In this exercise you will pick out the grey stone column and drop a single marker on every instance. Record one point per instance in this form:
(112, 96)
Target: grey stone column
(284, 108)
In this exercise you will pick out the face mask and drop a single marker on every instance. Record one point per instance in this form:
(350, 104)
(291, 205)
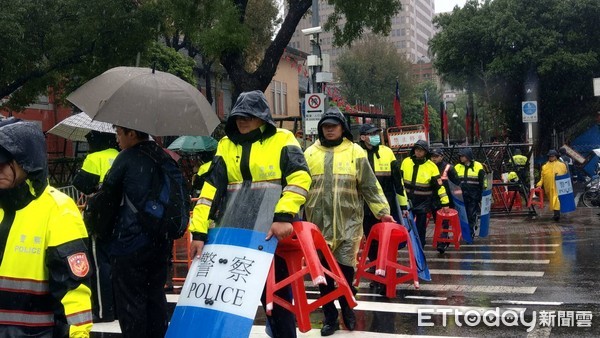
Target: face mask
(375, 140)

= = = =

• TASK TO COMPLETE
Rewrite all of the data above with every "marker" swapped for "pin", leaving everything else as it is. Omit the pictures from your answer.

• SOLUTION FOR THIS TASK
In this exercise you will pick out the grey stone column and drop a single pin on every instance. Record one point per instance in this form:
(112, 96)
Target: grey stone column
(284, 108)
In this exercise you will pick out the face mask and drop a single pin on every instance. Record one point per instance in this form:
(350, 104)
(291, 205)
Target: face mask
(375, 140)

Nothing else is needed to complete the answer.